-- Data section follows --
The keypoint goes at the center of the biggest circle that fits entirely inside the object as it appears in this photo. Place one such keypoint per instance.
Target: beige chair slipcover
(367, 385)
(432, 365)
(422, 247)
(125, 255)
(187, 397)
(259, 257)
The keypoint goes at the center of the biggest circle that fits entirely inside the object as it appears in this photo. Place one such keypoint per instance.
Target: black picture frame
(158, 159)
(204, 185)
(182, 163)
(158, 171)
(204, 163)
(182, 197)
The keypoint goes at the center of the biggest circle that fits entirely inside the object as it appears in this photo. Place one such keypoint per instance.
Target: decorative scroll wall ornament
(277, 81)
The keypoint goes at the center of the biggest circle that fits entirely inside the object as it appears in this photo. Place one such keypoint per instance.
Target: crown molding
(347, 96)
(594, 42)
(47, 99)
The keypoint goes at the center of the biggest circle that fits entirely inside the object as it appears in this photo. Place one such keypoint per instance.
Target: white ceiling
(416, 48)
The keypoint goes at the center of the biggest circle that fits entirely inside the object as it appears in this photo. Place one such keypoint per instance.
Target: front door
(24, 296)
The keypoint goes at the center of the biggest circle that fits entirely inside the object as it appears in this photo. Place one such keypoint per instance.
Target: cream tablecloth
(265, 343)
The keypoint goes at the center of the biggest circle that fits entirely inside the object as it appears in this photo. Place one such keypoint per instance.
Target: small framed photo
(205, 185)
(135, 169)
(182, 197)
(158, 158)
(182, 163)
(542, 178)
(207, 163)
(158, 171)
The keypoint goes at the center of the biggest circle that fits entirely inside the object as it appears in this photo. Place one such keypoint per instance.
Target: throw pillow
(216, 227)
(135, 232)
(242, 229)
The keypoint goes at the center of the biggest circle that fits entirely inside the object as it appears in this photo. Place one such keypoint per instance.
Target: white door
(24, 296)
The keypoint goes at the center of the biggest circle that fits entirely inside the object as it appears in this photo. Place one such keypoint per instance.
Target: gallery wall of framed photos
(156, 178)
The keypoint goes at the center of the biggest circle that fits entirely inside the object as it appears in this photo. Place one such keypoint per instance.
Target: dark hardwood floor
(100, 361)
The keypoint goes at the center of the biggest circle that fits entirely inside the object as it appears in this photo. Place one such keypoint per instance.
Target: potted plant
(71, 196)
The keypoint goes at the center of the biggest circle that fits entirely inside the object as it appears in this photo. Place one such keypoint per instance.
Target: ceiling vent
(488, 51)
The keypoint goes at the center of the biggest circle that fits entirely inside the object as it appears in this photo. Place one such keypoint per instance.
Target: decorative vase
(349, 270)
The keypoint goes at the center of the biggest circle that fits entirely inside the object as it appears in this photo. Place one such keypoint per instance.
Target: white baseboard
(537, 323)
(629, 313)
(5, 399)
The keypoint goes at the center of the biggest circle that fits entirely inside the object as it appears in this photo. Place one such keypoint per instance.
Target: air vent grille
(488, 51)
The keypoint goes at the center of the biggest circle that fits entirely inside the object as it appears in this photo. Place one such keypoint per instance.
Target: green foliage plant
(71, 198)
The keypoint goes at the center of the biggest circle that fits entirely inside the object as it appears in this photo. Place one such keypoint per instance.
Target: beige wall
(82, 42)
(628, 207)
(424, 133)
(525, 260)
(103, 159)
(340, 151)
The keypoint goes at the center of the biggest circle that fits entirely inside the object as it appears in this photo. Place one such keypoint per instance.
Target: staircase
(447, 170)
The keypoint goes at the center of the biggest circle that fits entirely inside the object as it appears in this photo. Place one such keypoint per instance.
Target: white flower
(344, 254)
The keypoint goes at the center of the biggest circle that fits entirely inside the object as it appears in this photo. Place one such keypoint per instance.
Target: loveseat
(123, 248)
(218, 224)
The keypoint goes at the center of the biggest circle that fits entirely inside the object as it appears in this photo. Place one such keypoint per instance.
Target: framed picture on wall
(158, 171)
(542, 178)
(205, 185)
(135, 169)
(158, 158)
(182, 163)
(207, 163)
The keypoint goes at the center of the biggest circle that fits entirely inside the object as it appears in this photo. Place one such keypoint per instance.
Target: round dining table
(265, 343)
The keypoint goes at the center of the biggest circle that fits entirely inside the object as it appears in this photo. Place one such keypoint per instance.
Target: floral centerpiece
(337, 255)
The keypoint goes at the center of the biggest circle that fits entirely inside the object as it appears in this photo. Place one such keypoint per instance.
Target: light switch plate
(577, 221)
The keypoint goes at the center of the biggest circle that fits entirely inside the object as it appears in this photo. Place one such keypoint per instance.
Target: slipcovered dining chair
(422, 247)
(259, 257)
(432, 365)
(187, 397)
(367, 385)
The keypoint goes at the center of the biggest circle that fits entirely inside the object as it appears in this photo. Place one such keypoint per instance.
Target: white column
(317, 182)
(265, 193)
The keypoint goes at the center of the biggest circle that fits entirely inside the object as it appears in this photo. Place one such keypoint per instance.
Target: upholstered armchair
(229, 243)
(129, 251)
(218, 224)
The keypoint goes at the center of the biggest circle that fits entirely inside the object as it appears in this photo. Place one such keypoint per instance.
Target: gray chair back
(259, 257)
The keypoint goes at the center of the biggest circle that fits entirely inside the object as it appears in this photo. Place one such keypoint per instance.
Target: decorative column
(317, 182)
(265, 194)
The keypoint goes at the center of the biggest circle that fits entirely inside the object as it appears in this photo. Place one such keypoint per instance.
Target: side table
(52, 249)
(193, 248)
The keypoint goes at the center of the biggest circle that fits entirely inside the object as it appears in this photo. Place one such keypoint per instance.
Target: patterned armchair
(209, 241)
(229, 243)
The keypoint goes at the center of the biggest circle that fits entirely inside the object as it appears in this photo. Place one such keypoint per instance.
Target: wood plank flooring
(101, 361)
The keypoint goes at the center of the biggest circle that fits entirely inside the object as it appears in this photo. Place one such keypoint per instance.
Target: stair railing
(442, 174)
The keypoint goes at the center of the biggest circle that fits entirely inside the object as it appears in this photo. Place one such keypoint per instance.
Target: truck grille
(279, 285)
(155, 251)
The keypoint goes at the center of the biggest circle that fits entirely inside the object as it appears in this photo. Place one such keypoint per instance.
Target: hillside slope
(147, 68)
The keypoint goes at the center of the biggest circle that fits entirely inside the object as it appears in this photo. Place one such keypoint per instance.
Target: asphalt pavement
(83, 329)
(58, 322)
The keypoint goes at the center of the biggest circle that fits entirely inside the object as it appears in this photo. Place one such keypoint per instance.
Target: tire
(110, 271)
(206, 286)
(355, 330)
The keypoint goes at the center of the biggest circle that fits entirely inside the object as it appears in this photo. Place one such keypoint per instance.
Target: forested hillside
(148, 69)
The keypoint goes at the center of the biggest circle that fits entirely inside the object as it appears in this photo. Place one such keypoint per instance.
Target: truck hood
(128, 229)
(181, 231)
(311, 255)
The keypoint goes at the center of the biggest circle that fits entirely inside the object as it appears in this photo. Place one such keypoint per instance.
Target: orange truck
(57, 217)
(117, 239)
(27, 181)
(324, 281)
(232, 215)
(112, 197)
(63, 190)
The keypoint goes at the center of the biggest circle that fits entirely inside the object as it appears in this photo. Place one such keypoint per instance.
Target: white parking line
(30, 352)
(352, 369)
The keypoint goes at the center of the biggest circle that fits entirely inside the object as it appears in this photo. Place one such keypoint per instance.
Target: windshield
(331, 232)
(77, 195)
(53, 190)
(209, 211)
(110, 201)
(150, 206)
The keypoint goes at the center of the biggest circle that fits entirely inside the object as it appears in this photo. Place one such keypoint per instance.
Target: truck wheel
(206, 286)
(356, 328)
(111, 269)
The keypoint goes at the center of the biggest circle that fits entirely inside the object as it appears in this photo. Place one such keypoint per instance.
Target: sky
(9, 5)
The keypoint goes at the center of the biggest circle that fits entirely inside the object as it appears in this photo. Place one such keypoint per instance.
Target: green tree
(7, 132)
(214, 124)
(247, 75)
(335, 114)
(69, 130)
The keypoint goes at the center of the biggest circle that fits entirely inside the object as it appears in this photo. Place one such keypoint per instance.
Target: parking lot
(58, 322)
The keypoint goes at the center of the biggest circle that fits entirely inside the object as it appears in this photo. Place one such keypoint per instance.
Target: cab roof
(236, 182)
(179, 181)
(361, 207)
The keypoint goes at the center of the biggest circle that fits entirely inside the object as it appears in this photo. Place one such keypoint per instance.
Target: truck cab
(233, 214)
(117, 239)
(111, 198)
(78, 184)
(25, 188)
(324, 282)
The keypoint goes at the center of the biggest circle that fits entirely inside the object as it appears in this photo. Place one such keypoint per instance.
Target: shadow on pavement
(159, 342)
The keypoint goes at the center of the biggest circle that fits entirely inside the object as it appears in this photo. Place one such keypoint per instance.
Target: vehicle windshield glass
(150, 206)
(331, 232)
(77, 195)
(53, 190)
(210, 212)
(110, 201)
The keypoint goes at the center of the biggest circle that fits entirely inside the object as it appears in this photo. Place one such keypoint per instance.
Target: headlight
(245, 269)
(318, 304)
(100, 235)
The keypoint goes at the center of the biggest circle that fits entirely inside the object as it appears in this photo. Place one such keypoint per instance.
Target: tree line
-- Data section concluded --
Exercise description
Would you reproduce, word for word, the lines from the one holding "Target: headlight" through the final line of the entries, both included?

Answer for this exercise
Target: headlight
(245, 269)
(318, 304)
(100, 235)
The keypoint goes at the center of the biggest circle that fits entirely inside the object as it appears in this photo. Place one such keypoint per instance.
Target: tree line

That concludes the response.